##### RECORDS #####

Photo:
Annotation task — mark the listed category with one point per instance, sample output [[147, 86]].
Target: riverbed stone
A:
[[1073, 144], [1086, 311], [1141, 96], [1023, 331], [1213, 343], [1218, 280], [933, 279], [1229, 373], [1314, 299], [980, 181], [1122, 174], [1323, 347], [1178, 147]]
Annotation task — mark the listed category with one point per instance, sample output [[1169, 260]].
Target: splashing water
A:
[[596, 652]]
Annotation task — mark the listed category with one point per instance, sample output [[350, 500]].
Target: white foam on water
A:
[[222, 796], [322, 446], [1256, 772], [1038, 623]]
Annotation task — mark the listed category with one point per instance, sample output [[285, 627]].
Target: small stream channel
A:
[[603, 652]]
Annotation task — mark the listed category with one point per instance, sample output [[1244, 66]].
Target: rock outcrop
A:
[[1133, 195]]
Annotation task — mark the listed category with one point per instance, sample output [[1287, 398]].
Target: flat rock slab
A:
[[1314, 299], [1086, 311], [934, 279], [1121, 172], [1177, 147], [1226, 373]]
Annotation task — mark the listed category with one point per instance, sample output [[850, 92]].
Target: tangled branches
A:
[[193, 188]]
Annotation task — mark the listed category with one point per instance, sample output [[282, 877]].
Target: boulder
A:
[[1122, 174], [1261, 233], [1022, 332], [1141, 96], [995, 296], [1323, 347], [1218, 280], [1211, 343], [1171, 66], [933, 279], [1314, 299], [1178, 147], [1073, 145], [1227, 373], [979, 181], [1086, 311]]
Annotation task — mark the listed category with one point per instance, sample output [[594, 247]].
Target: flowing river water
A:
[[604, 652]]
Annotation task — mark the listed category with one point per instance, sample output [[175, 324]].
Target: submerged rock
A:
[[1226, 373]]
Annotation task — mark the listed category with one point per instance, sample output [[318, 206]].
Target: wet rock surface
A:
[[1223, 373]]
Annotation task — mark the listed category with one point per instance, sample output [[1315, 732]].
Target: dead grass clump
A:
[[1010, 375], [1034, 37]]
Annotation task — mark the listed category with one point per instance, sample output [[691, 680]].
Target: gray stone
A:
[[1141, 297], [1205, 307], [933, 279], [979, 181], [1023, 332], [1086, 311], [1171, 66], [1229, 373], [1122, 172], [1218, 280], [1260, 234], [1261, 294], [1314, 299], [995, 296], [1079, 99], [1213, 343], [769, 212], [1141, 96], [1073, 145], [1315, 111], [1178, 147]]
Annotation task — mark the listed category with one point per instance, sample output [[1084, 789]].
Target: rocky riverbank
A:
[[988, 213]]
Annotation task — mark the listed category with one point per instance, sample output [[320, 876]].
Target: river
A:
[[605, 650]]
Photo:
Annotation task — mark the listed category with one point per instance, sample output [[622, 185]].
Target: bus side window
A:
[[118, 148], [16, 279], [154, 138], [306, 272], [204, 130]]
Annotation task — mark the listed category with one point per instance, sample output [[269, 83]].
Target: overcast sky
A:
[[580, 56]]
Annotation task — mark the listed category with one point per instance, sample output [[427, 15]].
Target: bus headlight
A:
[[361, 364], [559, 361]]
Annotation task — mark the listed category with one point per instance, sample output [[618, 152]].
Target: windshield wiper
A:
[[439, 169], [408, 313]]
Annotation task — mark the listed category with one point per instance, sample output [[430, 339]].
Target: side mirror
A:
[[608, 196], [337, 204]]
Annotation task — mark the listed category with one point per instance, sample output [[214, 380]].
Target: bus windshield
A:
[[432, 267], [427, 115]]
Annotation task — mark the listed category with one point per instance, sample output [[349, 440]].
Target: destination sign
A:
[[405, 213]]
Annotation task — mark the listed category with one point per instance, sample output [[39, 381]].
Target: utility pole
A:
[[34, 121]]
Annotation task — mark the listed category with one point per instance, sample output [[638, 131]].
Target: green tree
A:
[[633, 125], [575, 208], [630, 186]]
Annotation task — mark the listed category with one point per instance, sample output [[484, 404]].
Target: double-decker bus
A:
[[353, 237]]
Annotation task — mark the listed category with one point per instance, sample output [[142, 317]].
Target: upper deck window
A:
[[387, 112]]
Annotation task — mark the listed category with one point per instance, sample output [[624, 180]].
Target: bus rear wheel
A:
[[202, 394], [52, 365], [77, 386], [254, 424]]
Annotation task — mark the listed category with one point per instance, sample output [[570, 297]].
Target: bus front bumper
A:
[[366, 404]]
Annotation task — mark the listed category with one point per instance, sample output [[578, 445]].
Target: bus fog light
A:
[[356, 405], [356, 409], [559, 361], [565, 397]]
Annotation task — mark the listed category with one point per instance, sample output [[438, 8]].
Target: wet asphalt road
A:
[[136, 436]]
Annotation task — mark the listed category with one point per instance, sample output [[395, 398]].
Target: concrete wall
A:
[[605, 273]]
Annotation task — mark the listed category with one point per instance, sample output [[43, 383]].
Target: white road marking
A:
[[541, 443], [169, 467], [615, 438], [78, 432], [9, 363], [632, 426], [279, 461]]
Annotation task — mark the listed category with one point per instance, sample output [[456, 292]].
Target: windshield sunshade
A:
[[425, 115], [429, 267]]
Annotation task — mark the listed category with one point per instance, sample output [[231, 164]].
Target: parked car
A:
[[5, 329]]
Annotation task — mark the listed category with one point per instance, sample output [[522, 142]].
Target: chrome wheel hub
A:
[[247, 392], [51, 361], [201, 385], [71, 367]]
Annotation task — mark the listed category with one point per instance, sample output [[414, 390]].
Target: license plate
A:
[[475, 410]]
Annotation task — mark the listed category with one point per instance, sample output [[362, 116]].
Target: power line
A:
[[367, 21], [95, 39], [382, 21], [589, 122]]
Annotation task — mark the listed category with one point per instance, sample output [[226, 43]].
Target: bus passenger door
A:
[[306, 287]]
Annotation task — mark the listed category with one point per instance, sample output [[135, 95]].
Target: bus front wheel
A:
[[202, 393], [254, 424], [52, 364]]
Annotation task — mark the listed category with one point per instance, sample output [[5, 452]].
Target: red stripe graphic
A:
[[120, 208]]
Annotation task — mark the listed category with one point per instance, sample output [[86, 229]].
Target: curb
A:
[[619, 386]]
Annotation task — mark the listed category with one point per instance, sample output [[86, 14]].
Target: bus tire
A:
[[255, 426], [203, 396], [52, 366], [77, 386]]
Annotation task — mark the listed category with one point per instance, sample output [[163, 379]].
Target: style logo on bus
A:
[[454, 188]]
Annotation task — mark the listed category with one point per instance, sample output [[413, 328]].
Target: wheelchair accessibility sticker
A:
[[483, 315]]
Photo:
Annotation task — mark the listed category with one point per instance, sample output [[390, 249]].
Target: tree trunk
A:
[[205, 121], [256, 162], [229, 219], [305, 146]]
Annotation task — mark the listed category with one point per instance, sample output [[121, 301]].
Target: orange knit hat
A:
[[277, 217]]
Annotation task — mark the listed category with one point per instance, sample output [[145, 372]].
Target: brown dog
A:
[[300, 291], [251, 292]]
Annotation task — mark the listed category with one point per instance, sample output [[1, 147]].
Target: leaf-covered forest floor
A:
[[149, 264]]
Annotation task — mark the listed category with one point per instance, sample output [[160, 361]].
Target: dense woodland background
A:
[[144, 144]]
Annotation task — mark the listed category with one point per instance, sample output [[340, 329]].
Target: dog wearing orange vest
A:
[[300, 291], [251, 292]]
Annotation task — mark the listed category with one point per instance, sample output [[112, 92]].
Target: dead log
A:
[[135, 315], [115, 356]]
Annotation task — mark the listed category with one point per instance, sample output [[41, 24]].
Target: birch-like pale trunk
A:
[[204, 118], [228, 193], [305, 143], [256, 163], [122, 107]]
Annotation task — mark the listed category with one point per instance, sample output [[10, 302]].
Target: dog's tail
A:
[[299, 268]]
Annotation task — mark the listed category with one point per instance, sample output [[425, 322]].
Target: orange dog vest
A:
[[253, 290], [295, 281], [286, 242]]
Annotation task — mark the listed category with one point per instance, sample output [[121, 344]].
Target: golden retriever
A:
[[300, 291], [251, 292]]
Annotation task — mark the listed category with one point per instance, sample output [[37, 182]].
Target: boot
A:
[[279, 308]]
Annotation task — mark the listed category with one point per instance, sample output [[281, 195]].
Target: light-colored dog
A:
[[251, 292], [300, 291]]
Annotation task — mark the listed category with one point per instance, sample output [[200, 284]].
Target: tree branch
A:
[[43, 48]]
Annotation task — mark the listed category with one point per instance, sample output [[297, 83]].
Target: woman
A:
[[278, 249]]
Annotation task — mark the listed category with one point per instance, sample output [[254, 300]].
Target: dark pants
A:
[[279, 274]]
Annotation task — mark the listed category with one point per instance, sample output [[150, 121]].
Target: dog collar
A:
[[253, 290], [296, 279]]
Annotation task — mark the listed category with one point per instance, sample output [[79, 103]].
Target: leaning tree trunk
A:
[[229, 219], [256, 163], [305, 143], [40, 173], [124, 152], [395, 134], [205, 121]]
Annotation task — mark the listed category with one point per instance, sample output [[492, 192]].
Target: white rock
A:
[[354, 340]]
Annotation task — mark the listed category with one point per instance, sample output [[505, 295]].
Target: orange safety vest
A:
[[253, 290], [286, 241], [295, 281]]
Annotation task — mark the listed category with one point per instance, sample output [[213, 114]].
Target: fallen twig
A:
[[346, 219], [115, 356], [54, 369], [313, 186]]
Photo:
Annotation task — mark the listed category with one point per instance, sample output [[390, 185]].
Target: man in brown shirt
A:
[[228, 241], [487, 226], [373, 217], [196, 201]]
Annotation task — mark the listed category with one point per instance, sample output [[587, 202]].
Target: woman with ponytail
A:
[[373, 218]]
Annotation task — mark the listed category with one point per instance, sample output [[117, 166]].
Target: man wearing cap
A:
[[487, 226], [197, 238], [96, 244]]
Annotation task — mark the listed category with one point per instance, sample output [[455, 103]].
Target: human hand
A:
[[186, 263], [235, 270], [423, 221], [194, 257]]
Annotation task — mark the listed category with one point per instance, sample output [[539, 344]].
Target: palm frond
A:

#####

Please change "dead log" to "fallen log" in the records, from the line with "output [[145, 372]]." up to and including the line with "[[299, 268]]". Return only those lines, with nothing else altered.

ANSWER:
Annotation task — mark the listed category with one point per instance, sample output [[145, 372]].
Target: brown dog
A:
[[300, 291], [251, 292]]
Annotation task — mark the listed category with one point per instance, sample output [[1, 147]].
Target: leaf-covered forest floor
A:
[[149, 264]]
Annotation task — mark the listed category with one point per instance, sample output [[160, 361]].
Target: dense woodland background
A:
[[144, 144]]
Annotation task — mark the listed category with one point per instance, sample output [[340, 329]].
Target: dog wearing orange vest
A:
[[300, 291], [251, 292]]
Annotation task — mark the listed category with one point per instance, sample output [[112, 92]].
Target: fallen log
A:
[[135, 315], [115, 356]]
Annotation task — mark the listed category with one point per instance, sample output [[41, 24]].
Target: birch-like pale trunk
A:
[[204, 118], [228, 193], [305, 143], [256, 163], [122, 107]]
Annotation task — mark the listed category with one point per instance, sample output [[10, 302]].
Target: dog's tail
A:
[[299, 268]]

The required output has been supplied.